● WHAT TO WORK ON: Transcribe the records that follow in their entirety, omitting any pictures.

● SOURCE DATA:
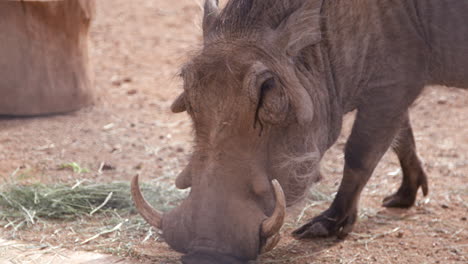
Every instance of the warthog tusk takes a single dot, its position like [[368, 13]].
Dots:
[[152, 216], [273, 224]]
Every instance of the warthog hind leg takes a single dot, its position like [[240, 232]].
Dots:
[[413, 173], [373, 132]]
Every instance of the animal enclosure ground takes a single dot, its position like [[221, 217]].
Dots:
[[137, 48]]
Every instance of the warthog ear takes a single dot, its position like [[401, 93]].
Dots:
[[211, 11], [267, 94], [179, 104], [301, 28]]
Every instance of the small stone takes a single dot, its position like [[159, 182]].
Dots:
[[442, 101], [107, 166], [132, 92], [180, 149], [115, 80]]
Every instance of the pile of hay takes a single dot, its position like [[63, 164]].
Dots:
[[30, 203]]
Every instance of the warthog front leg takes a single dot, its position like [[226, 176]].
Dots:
[[373, 132], [413, 173]]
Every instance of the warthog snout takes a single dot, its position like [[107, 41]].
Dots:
[[233, 235]]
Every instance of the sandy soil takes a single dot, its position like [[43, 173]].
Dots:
[[137, 48]]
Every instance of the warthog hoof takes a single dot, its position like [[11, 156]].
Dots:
[[327, 224], [406, 194]]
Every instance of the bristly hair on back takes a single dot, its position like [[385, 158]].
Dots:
[[247, 17]]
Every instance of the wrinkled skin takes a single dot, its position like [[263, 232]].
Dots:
[[267, 93]]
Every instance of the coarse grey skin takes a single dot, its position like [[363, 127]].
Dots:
[[267, 94]]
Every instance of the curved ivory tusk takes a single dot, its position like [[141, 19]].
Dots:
[[152, 216], [273, 224]]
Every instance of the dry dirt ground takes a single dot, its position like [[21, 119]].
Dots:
[[137, 48]]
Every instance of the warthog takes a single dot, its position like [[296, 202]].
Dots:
[[267, 93]]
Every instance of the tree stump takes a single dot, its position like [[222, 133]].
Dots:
[[44, 64]]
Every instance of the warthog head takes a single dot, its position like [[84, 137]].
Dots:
[[257, 120]]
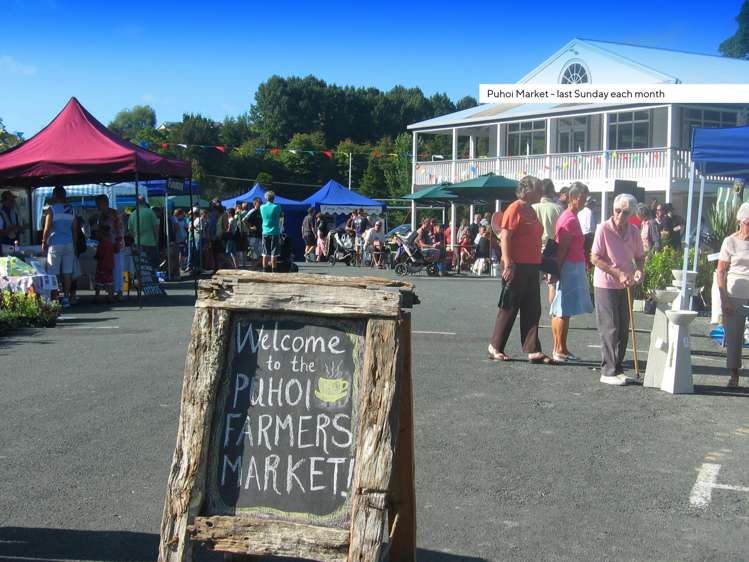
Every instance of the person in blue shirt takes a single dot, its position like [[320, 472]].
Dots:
[[271, 214]]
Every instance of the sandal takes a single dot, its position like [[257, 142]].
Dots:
[[497, 355], [542, 359]]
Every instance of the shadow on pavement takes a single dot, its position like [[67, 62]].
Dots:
[[38, 545], [715, 390]]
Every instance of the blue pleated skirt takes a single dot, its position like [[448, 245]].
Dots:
[[573, 293]]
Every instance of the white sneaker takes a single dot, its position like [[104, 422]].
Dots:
[[628, 379], [613, 380]]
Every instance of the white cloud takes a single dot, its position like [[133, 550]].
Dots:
[[9, 65]]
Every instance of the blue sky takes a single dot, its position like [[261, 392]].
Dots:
[[209, 57]]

● ANSWER TO THE EXERCISE:
Every instance of the warthog tusk takes a single dot, its position like [[368, 13]].
Dots:
[[152, 216], [273, 224]]
Every instance of the warthog hind leg takes a single dot, its position like [[240, 232]].
Dots:
[[413, 173], [373, 132]]
Every instance of the animal enclosure ground takes a single dot, its position like [[221, 217]].
Dots:
[[137, 48]]
Every instance of the warthog ear takes a single dot, its position like [[401, 93]].
Dots:
[[211, 11], [267, 94], [179, 104], [301, 28]]
Every instance of the small stone takes a single dot, its position like [[159, 182]].
Dots:
[[442, 101], [107, 166], [132, 92], [180, 149], [115, 80]]
Every instance of the pile of hay takes a single dot, its position like [[63, 164]].
Dots:
[[30, 203]]
Every instance of the warthog front leg takes a single dot, its position like [[226, 176]].
Dots:
[[373, 132], [413, 173]]
Every instance of the warthog snout takes a single dot, its position like [[107, 41]].
Dots:
[[233, 235]]
Every instance of the sandy soil takes a single dot, its position like [[43, 173]].
Dots:
[[137, 48]]
Every instance of the warthog hoof takes a single dot, its position like [[11, 156]].
Dots:
[[327, 224], [406, 194]]
Every instance of the bristly hair on back takes a single dot, its position like [[385, 158]].
Dots:
[[247, 17]]
Every instance of the wrinkled skin takes a single dot, its position like [[263, 232]].
Dots:
[[267, 93]]
Every instance of the coarse grey skin takes a single dot, its position like [[363, 127]].
Dots:
[[267, 94]]
Every instance of the curved ivory tusk takes a single dot, its position like [[141, 19]].
Dots:
[[152, 216], [273, 224]]
Every instance of the dry dirt ground takes a single dot, its position like [[21, 119]].
Dots:
[[137, 48]]
Every instance of the warthog takes a single dot, its position like [[296, 202]].
Dots:
[[267, 93]]
Every instance of the tree stump takes a single dot, its position like [[222, 133]].
Dots:
[[44, 64]]
Every instance of the warthog head takes a single dot, its position like [[84, 137]].
Dots:
[[257, 120]]
Every instance of the person in blue shirt takes a single dot, its position like [[320, 472]].
Dots:
[[271, 214]]
Every instance of the sandal takes a single dot, its position like [[257, 142]].
Dots:
[[497, 355], [542, 359]]
Every instance of the shadow on pavement takes a single dot, its position like [[67, 62]].
Dots:
[[38, 545], [715, 390]]
Every instance of the blue pleated skirt takes a single dot, its position like [[448, 245]].
Dots:
[[573, 293]]
Every instance of the white sneaker takes a single dot, its position like [[104, 422]].
Dots:
[[628, 379], [613, 380]]
Every instance of the white cloud takes a single dot, its position like [[133, 550]].
Dots:
[[9, 65]]
Every instance of the blue sky takes a single dot, its position like [[261, 392]].
Dots:
[[209, 57]]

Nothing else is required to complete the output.